Required action A: From the Content Pipelines page, write out the passage from "An AI-built newsletter" to "notifies both hosts.".
Required action B:
Answer these questions using the Content Pipelines page.
(i) On what day and at what time does the pipeline run?
(ii) How many AI newsletter subscriptions does the pipeline scrape?
(iii) At what path does the site show the articles the pipeline produces?

Extract provided:
###

The Bleeding Edge

// Content pipeline · May 24, 2026

Content Pipelines

An AI-built newsletter and podcast publishing system

ai-builtpodcastpythonclaude-code
Content Pipelines hero

What this is

A Python pipeline that runs every Friday at 04:00 CET on a self-hosted GitHub Actions runner. It scrapes 18 AI newsletter subscriptions across two Gmail accounts, calls claude -p headless to draft a weekly briefing plus deep-dive articles plus three newsletter formats, pushes everything to Vercel, emails a Substack draft, and notifies both hosts.

This very site is the front-end for that pipeline. The episode briefings you see at /episodes and the articles at /articles are produced by the pipeline — not hand-written. The Friday morning sequence is: pipeline runs, content lands on disk, git push fires Vercel auto-deploy, you get a Slack-style email saying it's live.

###

Recorded data:
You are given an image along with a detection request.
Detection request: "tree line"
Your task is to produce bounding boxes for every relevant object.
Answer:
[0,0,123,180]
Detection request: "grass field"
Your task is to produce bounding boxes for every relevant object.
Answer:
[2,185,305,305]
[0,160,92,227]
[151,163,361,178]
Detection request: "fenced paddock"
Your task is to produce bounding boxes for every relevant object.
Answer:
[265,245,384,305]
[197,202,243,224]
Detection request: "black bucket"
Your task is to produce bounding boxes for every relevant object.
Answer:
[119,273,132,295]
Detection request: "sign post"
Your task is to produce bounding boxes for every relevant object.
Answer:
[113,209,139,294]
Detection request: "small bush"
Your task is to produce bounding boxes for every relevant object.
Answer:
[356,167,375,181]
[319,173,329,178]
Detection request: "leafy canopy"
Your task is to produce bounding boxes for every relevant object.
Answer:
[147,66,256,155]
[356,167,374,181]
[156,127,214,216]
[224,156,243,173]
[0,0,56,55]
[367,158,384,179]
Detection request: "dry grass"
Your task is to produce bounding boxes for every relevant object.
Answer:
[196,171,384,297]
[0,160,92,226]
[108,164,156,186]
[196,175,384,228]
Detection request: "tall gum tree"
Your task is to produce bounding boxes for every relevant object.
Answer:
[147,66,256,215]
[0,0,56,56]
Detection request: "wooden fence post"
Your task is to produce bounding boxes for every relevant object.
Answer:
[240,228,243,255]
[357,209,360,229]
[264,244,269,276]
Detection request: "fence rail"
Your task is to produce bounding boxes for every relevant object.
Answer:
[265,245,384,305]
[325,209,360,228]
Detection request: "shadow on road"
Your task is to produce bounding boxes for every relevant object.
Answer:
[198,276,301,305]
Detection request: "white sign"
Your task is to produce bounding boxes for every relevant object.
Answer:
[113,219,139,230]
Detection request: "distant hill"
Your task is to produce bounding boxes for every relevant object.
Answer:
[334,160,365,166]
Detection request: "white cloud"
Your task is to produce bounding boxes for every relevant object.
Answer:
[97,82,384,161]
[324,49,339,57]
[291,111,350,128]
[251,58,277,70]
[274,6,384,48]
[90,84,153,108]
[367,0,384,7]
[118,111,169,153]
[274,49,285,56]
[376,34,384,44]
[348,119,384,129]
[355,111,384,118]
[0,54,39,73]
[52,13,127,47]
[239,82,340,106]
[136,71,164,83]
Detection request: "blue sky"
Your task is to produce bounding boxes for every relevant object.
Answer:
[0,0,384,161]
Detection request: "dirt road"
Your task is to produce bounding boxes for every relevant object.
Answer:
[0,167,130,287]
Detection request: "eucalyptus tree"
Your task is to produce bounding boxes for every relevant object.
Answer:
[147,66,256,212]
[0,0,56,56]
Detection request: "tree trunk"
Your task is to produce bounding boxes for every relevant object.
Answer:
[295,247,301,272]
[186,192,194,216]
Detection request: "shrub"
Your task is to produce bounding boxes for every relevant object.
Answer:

###

Response A:
An AI-built newsletter and podcast publishing system

ai-builtpodcastpythonclaude-code
Content Pipelines hero

What this is

A Python pipeline that runs every Friday at 04:00 CET on a self-hosted GitHub Actions runner. It scrapes 18 AI newsletter subscriptions across two Gmail accounts, calls claude -p headless to draft a weekly briefing plus deep-dive articles plus three newsletter formats, pushes everything to Vercel, emails a Substack draft, and notifies both hosts.

Response B:
(i) Every Friday at 04:00 CET.
(ii) 18.
(iii) /articles.